**Trecho do texto:**

---

Impopular,
suspeito de corrupção e à frente de controversas reformas, Michel Temer tem
sido poupado de grandes manifestações. O que está por trás da atual passividade
dos brasileiros?
Um
presidente extremamente impopular que tenta aprovar reformas rejeitadas pela
maioria da população; escândalos de corrupção envolvendo diretamente o próprio
ocupante do Planalto; economia que dá sinais apenas tímidos de recuperação;
apoio parlamentar sendo largamente negociado com verbas e loteamento de cargos;
pesquisas que apontam que a maioria da população deseja eleições diretas.
Diante
de cenários com bem menos elementos, os ex-presidentes Fernando Collor e Dilma
Rousseff tiveram que enfrentar multidões que foram às ruas do Brasil para pedir
suas cabeças.
Por
que então Michel Temer, que foi gravado em uma conversa comprometedora com um
empresário e amarga popularidade de apenas 7% (segundo último levantamento do
Datafolha) não está sofrendo com grandes protestos tal como ocorreu com seus
antecessores?
Temer
enfrentou em seu governo algumas manifestações convocadas por centrais sindicais
contra as reformas ou concentrações de apoio à Lava Jato. Mas todas as
iniciativas tiveram adesão que ficou longe dos números registrados ao longo de
2015 e início de 2016. Uma greve geral organizada no final de junho acabou
sendo um evento esvaziado, mesmo após a apresentação da denúncia criminal
contra o presidente. Mais de 2.500 policiais foram convocados para acompanhar
manifestantes em Brasília, mas pouca gente apareceu.
O
mesmo se repetiu nos dias do julgamento da Chapa Dilma-Temer pela Justiça
Eleitoral, no julgamento pelo Supremo sobre a permanência de Edson Fachin como
relator da delação da JBS e após a divulgação do fim da força-tarefa da Polícia
Federal em Curitiba que se encarregava dos casos da Lava Jato.
Fadiga?
O
silêncio das ruas tem chamado a atenção da imprensa internacional. O
jornal Süddeutsche Zeitung, da Alemanha, chegou a publicar em junho que é
“surpreendente que não haja milhões nas ruas para exigir a saída de Temer.”
Sensação de “fadiga” e “apatia” foram algumas das palavras usadas por jornais
estrangeiros para explicar a passividade das ruas diante dos escândalos e da
insatisfação com o governo.
À
agência alemã de notícias DW , o brasilianista Peter Hakim,
presidente emérito do Inter-American Dialogue, com sede em Washington, opina
que “fadiga” não é a definição mais precisa para explicar o que está
acontecendo. “Não é que as pessoas não queiram protestar. Mas elas estão sendo
desencorajadas pela conjuntura”, afirma.

---

**Informações fornecidas:**
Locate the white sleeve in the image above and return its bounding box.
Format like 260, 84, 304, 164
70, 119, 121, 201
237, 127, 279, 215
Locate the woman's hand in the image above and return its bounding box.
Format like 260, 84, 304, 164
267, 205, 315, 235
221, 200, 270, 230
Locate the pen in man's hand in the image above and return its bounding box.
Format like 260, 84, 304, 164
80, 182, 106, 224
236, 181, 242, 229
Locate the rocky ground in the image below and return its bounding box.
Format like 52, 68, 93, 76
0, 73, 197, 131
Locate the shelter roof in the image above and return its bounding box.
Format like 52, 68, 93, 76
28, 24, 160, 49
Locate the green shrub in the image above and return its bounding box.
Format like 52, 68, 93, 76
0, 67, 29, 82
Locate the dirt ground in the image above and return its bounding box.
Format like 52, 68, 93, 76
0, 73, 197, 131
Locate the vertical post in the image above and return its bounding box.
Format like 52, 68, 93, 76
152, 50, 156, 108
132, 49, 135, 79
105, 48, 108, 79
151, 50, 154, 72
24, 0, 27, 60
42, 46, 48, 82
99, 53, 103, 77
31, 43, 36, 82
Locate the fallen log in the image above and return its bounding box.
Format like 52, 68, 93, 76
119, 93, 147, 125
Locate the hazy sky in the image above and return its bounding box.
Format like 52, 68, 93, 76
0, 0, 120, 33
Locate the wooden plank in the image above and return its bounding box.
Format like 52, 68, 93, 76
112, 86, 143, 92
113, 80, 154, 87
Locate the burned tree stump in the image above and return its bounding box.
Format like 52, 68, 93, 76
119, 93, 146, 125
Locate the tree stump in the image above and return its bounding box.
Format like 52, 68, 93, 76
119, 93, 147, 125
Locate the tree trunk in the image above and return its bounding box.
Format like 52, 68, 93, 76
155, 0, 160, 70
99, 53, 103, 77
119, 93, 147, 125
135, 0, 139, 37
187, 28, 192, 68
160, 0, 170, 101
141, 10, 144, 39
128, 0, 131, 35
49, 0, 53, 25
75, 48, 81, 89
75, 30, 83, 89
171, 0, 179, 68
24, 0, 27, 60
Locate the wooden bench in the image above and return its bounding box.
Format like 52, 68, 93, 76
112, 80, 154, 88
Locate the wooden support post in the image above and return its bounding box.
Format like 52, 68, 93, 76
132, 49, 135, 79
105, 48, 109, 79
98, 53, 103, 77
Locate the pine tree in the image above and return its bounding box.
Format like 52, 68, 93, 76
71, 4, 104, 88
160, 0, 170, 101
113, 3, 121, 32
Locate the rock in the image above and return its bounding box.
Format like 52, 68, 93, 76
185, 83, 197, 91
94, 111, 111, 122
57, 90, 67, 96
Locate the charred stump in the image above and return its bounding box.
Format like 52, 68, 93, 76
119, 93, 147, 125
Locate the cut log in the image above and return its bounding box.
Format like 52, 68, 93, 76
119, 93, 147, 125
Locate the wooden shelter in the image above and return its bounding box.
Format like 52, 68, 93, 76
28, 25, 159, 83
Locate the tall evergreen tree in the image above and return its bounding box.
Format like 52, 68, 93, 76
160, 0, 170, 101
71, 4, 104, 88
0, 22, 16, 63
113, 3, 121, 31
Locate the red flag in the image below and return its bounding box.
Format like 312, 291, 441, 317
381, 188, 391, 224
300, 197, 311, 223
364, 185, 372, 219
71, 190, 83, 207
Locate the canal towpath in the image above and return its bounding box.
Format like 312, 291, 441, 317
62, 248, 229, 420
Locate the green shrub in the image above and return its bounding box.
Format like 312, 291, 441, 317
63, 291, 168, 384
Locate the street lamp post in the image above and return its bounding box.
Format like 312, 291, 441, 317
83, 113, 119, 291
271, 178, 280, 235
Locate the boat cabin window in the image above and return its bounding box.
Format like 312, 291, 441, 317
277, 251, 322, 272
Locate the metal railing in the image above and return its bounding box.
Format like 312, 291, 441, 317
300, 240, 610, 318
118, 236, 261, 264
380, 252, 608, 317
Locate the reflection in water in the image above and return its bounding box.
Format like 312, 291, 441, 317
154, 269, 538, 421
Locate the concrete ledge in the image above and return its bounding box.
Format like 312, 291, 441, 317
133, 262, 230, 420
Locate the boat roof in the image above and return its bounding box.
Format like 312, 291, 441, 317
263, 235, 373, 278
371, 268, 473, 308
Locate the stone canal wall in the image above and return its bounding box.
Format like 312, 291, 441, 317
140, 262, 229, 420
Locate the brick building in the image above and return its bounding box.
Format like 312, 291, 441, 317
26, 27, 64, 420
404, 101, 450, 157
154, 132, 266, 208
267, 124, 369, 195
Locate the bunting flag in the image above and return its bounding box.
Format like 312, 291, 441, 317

---

**Instruções da tarefa:** Retome o texto sobre a falta de grandes protestos contra Michel Temer a partir do ponto em que ele se encerra.

**Resposta:**
Segundo
Hakim , muitos que protestaram contra Dilma desejam a saída de Temer, mas agora
hesitam em sair porque isso pode beneficiar o PT e Lula. Aqueles que foram
originalmente alvo de protestos.
Sociedade
– A
polarização da sociedade continua a desempenhar um papel que impede as pessoas
de se unirem. Já o PT e parte da esquerda que convoca protestos transformam
regularmente seus atos em um ‘volta, Lula’, e não em um ‘Fora, Temer’ ou algo
que aponte para uma solução política eficaz que seja capaz atrair mais pessoas
– completa o brasilianista.
Ainda
de acordo com Hakim, isso cria um efeito em que “muitas pessoas acabam ficando
com a sensação de que a ação política não está resolvendo a situação”. “Não há
liderança, não há ninguém que seja capaz de apresentar uma direção ou novas
ideias. As pesquisas mostram que a maioria das pessoas quer eleições diretas.
Mas fica claro elas também não sabem o que vai acontecer na sequência.
Nesse meio tempo, ninguém quer fazer algo que acabe beneficiando o outro lado.”
Agenda
oculta
Entre
os principais movimentos que pediram a saída de Dilma em 2015 e 2016. A
mensagem adotada nas convocações dos protestos esvaziados deste ano tem, por
enquanto, passado longe de um “Fora, Temer”. Sendo substituída pela
defesa da Lava Jato e repúdio às medidas de anistia para políticos envolvidos
com corrupção.
Já
o lado que defendeu Dilma tem mostrado oficialmente repúdio às reformas de
Temer e pedido eleições diretas para presidente. Mas os eventos muitas vezes se
transformam em palco para comícios do ex-presidente Lula. Que não esconde o
desejo de voltar ao poder.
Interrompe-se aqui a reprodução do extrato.